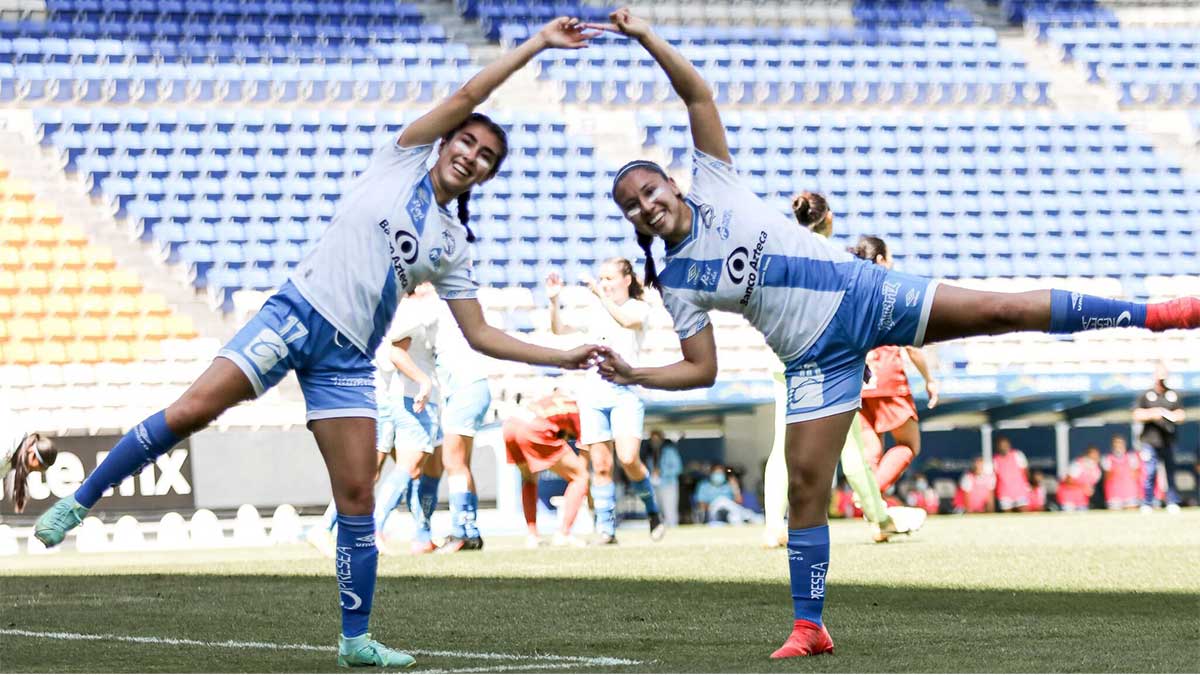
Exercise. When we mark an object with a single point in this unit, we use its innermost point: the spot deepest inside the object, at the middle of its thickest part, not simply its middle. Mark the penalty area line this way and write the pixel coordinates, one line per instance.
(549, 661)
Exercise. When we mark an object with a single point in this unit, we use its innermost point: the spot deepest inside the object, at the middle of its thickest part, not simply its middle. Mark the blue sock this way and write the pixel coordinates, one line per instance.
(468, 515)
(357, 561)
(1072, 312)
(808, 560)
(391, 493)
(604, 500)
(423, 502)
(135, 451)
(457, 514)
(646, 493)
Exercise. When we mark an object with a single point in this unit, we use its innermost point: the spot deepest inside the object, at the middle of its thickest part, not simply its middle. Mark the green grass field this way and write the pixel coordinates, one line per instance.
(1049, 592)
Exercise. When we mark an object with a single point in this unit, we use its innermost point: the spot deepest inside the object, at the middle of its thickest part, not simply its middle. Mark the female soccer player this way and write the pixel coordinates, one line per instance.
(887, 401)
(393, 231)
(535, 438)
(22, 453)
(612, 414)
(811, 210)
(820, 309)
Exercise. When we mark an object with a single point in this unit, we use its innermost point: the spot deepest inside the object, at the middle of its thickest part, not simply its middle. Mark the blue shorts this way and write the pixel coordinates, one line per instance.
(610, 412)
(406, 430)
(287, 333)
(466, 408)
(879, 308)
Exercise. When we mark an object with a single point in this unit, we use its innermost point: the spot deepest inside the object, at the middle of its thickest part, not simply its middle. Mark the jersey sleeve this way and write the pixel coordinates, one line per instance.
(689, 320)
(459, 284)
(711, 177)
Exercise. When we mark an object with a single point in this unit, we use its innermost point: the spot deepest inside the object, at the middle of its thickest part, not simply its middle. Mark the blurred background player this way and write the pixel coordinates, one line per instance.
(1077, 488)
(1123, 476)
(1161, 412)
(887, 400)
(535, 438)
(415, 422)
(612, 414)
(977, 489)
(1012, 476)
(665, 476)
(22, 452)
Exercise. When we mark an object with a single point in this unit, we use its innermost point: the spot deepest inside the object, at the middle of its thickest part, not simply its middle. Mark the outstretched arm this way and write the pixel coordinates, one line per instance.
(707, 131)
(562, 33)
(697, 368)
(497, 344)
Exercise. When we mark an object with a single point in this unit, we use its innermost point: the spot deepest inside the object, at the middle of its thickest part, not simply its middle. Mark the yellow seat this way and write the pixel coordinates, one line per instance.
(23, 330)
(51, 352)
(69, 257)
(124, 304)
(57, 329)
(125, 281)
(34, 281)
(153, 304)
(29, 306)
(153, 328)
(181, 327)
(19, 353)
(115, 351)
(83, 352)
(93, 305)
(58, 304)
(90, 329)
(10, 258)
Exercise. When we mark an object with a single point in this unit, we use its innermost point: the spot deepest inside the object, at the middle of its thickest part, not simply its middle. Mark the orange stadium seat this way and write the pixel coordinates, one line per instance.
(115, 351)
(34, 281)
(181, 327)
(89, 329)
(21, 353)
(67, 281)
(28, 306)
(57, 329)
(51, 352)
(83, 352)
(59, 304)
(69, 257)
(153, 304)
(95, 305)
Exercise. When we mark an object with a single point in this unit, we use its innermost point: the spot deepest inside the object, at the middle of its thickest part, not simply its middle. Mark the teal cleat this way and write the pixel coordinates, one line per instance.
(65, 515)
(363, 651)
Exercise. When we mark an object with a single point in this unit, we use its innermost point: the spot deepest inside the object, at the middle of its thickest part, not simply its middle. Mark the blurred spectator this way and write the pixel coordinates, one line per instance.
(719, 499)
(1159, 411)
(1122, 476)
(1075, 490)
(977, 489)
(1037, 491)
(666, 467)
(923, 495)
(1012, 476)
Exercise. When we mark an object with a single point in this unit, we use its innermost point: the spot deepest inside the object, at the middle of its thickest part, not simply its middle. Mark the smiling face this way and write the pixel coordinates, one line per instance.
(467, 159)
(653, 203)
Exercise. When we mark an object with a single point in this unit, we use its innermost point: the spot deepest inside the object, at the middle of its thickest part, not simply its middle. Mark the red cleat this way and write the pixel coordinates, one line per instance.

^^^^^^^^^^^^^^^^

Please write out again every line of the data from the line containing "the blurred spectator" through the end of the data, leaving the wording unchanged. Scale each coordinate by 2.6, rounding to whole numbers with halves rounded up.

Finished answer:
Exercise. When we mark an object with a single point in this unit, we use its innermost point: the spot deepest inside the object, at the middle of its thickest part, not simply its middle. Mark the blurred spectator this way and write the pixel coordinates, one line per instance.
(1869, 1297)
(3013, 1069)
(2917, 1238)
(2795, 1274)
(2540, 1271)
(2696, 1277)
(1732, 1214)
(2400, 1287)
(2631, 1238)
Exercise. When we mark an object with a single point in this unit, we use its innermost point: the spot deepest inside the object, at the middle of its thickest part, not simply its middle. Mark the smiling face this way and write the pixel coordinates, one line per instance.
(1214, 413)
(1698, 528)
Exercise. When we mark an object with a single point in this unit, we use its innermost point: the spot deepest inside the object, at the middle of its thickest part, not simply its middle. Mark the red cleat this way and write the pixel coordinates, one line per instance.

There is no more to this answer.